* Start Stored data *
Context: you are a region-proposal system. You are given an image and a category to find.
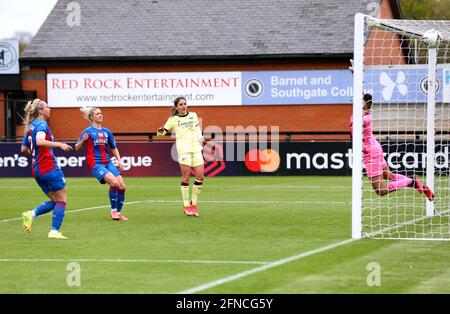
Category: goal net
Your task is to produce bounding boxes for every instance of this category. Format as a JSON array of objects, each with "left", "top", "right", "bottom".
[{"left": 352, "top": 14, "right": 450, "bottom": 240}]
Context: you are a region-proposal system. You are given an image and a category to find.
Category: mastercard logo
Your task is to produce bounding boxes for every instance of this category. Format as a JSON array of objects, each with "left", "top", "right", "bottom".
[{"left": 245, "top": 149, "right": 280, "bottom": 172}]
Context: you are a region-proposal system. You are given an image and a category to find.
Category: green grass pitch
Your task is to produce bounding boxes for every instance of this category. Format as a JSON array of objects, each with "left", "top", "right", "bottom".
[{"left": 0, "top": 177, "right": 450, "bottom": 294}]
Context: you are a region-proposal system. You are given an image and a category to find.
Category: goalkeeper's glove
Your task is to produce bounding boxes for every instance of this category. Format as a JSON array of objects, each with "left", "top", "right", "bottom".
[{"left": 156, "top": 128, "right": 167, "bottom": 136}]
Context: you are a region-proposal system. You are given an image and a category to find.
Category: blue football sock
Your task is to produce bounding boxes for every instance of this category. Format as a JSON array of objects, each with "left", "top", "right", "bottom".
[
  {"left": 52, "top": 202, "right": 66, "bottom": 231},
  {"left": 34, "top": 201, "right": 55, "bottom": 217},
  {"left": 117, "top": 189, "right": 125, "bottom": 213},
  {"left": 109, "top": 187, "right": 117, "bottom": 210}
]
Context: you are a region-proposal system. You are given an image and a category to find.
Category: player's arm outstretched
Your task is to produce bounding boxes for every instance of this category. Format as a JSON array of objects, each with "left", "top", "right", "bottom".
[
  {"left": 156, "top": 118, "right": 173, "bottom": 136},
  {"left": 36, "top": 131, "right": 73, "bottom": 152},
  {"left": 75, "top": 133, "right": 89, "bottom": 152}
]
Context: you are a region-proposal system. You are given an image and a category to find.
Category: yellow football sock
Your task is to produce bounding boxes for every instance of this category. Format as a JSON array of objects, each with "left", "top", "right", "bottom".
[
  {"left": 192, "top": 180, "right": 203, "bottom": 205},
  {"left": 181, "top": 185, "right": 189, "bottom": 207}
]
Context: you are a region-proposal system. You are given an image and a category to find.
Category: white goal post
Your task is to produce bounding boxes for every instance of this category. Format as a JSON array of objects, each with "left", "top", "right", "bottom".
[{"left": 352, "top": 14, "right": 450, "bottom": 240}]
* End Stored data *
◆ Goal: Return the full material word for word. Do not include the pictures.

◆ Solution to this problem:
Context: you are a region-proposal system. You are given an image and a category to find.
Category: goal net
Your task is to produce bounding boxes for every instance of this category. Format as a JSON array of objects, each with "left", "top", "right", "bottom".
[{"left": 352, "top": 14, "right": 450, "bottom": 240}]
Context: you are a region-proposal system. You are given an image and a category to find.
Category: mastercard logo
Your task is to produce bounding boxes for every instance of this category. Format as a JSON array of objects, each with "left", "top", "right", "bottom".
[{"left": 245, "top": 149, "right": 280, "bottom": 172}]
Context: you are a region-proposal system. You are given an image and a category to find.
Category: green grass pitch
Your task is to produce bounding boxes for every instance of this category. Format as a JSON array of objects, each with "left", "top", "right", "bottom".
[{"left": 0, "top": 177, "right": 450, "bottom": 294}]
Context: you are a region-proposal system. You are given an image and a category to find.
Category: goalkeeper's glove
Your task is to produce bounding boxes for every instance of this category. Format as a JSON array of objects, each with "left", "top", "right", "bottom".
[{"left": 156, "top": 128, "right": 167, "bottom": 136}]
Context: you are a region-proposal system. You are given an image and a category to find.
Category: blue football sock
Your task is to produce bounding boxes for every instance of this category. Format as a JSON array of objects, each with "left", "top", "right", "bottom".
[
  {"left": 52, "top": 202, "right": 66, "bottom": 231},
  {"left": 34, "top": 201, "right": 55, "bottom": 217},
  {"left": 117, "top": 189, "right": 125, "bottom": 213},
  {"left": 109, "top": 187, "right": 117, "bottom": 210}
]
Context: you are a region-proposal system. You are given an image and a category to find.
Category: player's arm outstretched
Your task is to produce bounding boxes for every instance of this category. Format as a JSON array of objects, each with "left", "top", "right", "bottom".
[
  {"left": 156, "top": 118, "right": 173, "bottom": 136},
  {"left": 36, "top": 131, "right": 73, "bottom": 152},
  {"left": 75, "top": 133, "right": 89, "bottom": 152}
]
Context: you are a region-proposal system. You are given an image and a category to find.
Category: yellow football sock
Your task is to produce bounding boxes for every instance of this category. Format as a JSON array of objects, each with "left", "top", "right", "bottom".
[
  {"left": 192, "top": 180, "right": 203, "bottom": 205},
  {"left": 181, "top": 185, "right": 189, "bottom": 207}
]
Context: you are a region-proposal system. You are given an image and a category to find.
Category: white goal post
Your task is to produce bounding boxes for every instance of this category. Format as a JSON array of objects, each with "left", "top", "right", "bottom".
[{"left": 352, "top": 14, "right": 450, "bottom": 240}]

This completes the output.